··· EXTRAIT À LIRE ···

■ Dans un texte publié en 2012 sur le site « Un autre futur », l’ami Pierre Bance écrivait : « De tous les philosophes en vue dans le mouvement social, Jacques Rancière est probablement le plus radical dans ses analyses politiques, le plus proche de l’idée libertaire, le plus sensible au projet communiste [1] ». On ne saurait dire si l’appréciation saurait gré à l’auteur de La Nuit des prolétaires et du Maître ignorant, mais il nous convient, pour ce qui nous concerne, d’insister sur l’intérêt majeur que nous accordons aux travaux de Rancière et de souligner la pertinence de ses analyses les plus récentes, notamment sur le mouvement des Gilets jaunes. Généraliste et synthétique, l’entretien qu’il a récemment accordé à la revue-site « Frustration » méritait, donc, pensons-nous, d’être repris ici. Pour les questions qu’il traite et les pistes qu’il ouvre.– À contretemps.
S’il y a bien un concept qui revient souvent dans vos écrits, c’est celui « d’égalité des intelligences ». Pouvez-vous le définir pour nos lectrices et lecteurs qui ne vous connaissent pas forcément ?

··· DONNÉES ENREGISTRÉES ···

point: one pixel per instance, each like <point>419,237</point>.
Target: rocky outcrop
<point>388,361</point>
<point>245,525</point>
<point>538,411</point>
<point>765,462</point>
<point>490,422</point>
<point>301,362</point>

···

ACTIONS DEMANDÉES>
A: Modifiez l'extrait sur Jacques Rancière : recopiez le passage qui s'ouvre sur les mots « S’il y a bien » et se ferme sur « pas forcément ? », en y remplaçant « concept » par « notion ».
B: Poursuivez l'extrait sur l'entretien avec Jacques Rancière à partir de l'endroit où il s'arrête.

RÉPONSES RÉDIGÉES>
A:
S’il y a bien un notion qui revient souvent dans vos écrits, c’est celui « d’égalité des intelligences ». Pouvez-vous le définir pour nos lectrices et lecteurs qui ne vous connaissent pas forcément ?

B:
L’égalité des intelligences, c’est une idée qui a été avancée il y a près de deux siècles par le grand penseur de l’émancipation intellectuelle Joseph Jacotot, auquel j’ai consacré mon livre Le Maître ignorant. Cela ne veut pas dire que toutes les productions de toutes les intelligences se valent. Cela veut dire qu’il n’y a pas une forme supérieure et une forme inférieure d’intelligence. L’intelligence est fondamentalement la même dans toutes ses opérations. Ce n’est pas une vérité qu’il affirmait ainsi. C’était un principe qu’il demandait à chacun de prendre comme guide de son action, une hypothèse qu’il devait s’efforcer de vérifier. On parle, on écrit, on communique, on écoute, on répond dans l’idée qu’on s’adresse à des êtres égaux, des êtres capables de nous comprendre parce qu’ils sont pourvus de la même intelligence. Ça s’oppose radicalement à la vision dominante qui identifie la hiérarchie sociale au gouvernement des plus capables mais aussi à ces pédagogies de bonne volonté qui prétendent « réduire les inégalités » en prenant l’enfant ou le peuple par la main pour le conduire pas à pas vers l’égalité. Ces pédagogies reproduisent sans fin l’écart qu’elles prétendent combler. C’est pourquoi il appelait à un renversement radical : prendre l’égalité non pas comme un but à atteindre, mais comme un point de départ ; partir non de ce que les gens ne peuvent pas, mais de ce qu’ils peuvent.
Pourquoi la notion de « peuple » ne vous convient-elle pas ?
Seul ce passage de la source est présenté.